◆ **Article**:

— begin —

Quota System for Shared Bikes Aims at Solving Parking Woes
SHANGHAI — A parking war poses a fresh threat to bike sharing in China’s most populous city, less than a year after the new mode of transportation first captured the imaginations of urban residents.
Since the beginning of this year, around 4,000 bikes have been confiscated and impounded in Shanghai’s Huangpu District as part of an ongoing dispute over whether shared-bicycle companies should pay fees for parking privileges on public sidewalks. Operators such as Mobike have dug in their heels by refusing to pay, while the number of bikes locked away in city lots only grows.
On Wednesday, the city’s Huangpu District Management Committee Office extended an olive branch of sorts. In a statement posted to its official public account on messaging app WeChat, the office said that it will discuss a quota system with the bike-sharing companies and called on them to distribute their bikes based on traffic flow analysis. The bureau also called on the companies to use big data to improve user guidance and management.
While official data is hard to come by, media reports estimate the number of so-called shared bikes in Shanghai at 600,000.
The smartphone apps and GPS-enabled shared bikes offer a convenient and inexpensive way for residents to travel around the city or to the nearest subway station. But their “ride anywhere, park anywhere” usage model also makes them a scourge to nonusers.
As shared-bike competitors try to eke out their place in an increasingly saturated market by placing as many of their own brightly colored bicycles as possible on the streets of Shanghai, the rows — if not piles — of bikes waiting for their next user inconvenience pedestrians by blocking sidewalks or access to buildings. Cyclists who prefer to ride their own bicycles also have a harder time finding a place to park.
Dong Guowei, a 32-year-old finance company employee from Shanghai, rides a Mobike every day from his home to a nearby subway station in the city’s Pudong District. He said he regularly comes across bicycles that have been parked poorly.
“Because they are not privately owned bikes, people don’t care too much about where they park,” Dong told Sixth Tone. “It’s a big test of user ethics.”
To cope with the influx of hundreds of thousands of new two-wheelers, more of the city’s sidewalks have been designated bicycle parking zones. But at the same time, authorities in some parts of the city are hiring private companies to enforce parking rules and keep sidewalks and roadsides free of illegally parked vehicles — especially, most recently, shared bikes.

— end —

◆ **Provided data**:
— begin —

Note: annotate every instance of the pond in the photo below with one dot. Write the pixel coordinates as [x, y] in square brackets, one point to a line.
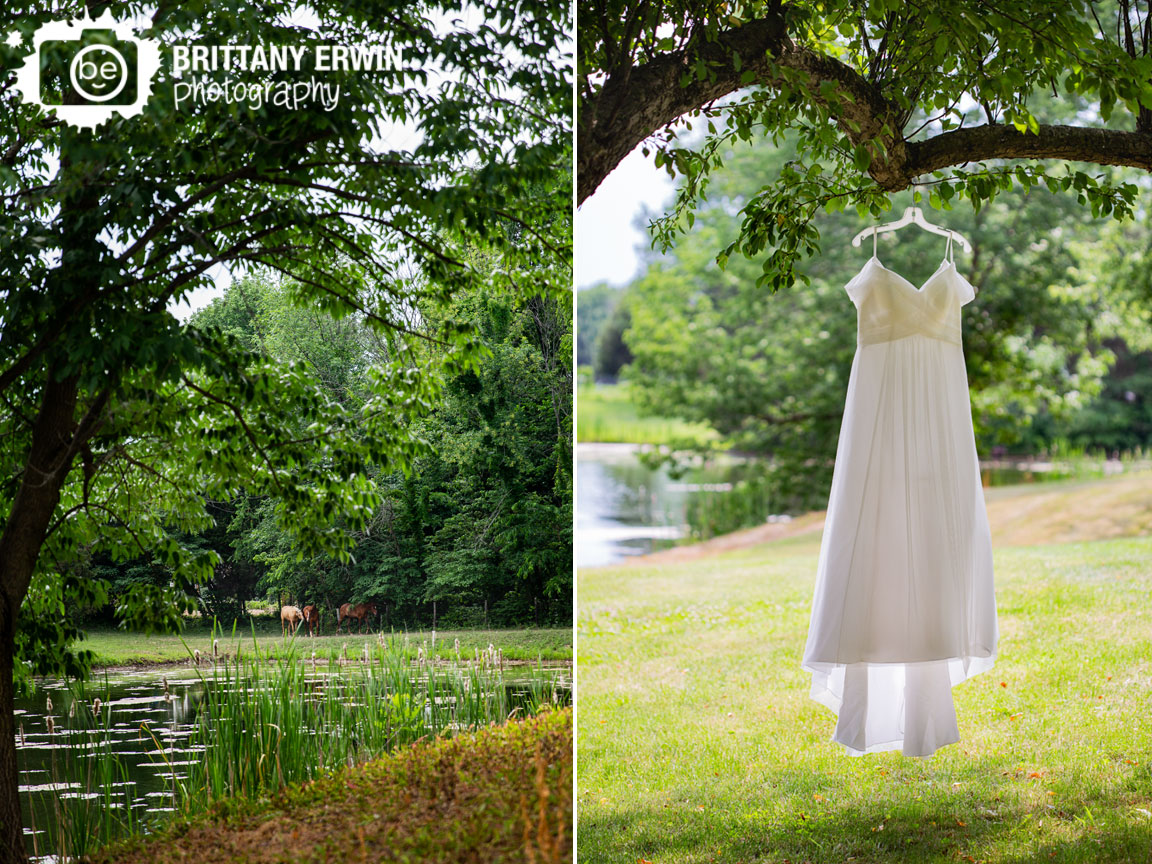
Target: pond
[624, 508]
[118, 751]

— end —

◆ **Prompt 1**: According to the article on Shanghai's shared-bike parking dispute, about how many bikes have been confiscated in Huangpu District since the beginning of this year?
◆ **Prompt 2**: Reproduce word for word the passage of the shared-bike parking article from "On Wednesday, the" to "guidance and management.".

◆ **Written reply 1**: Around 4,000 bikes.

◆ **Written reply 2**:
On Wednesday, the city’s Huangpu District Management Committee Office extended an olive branch of sorts. In a statement posted to its official public account on messaging app WeChat, the office said that it will discuss a quota system with the bike-sharing companies and called on them to distribute their bikes based on traffic flow analysis. The bureau also called on the companies to use big data to improve user guidance and management.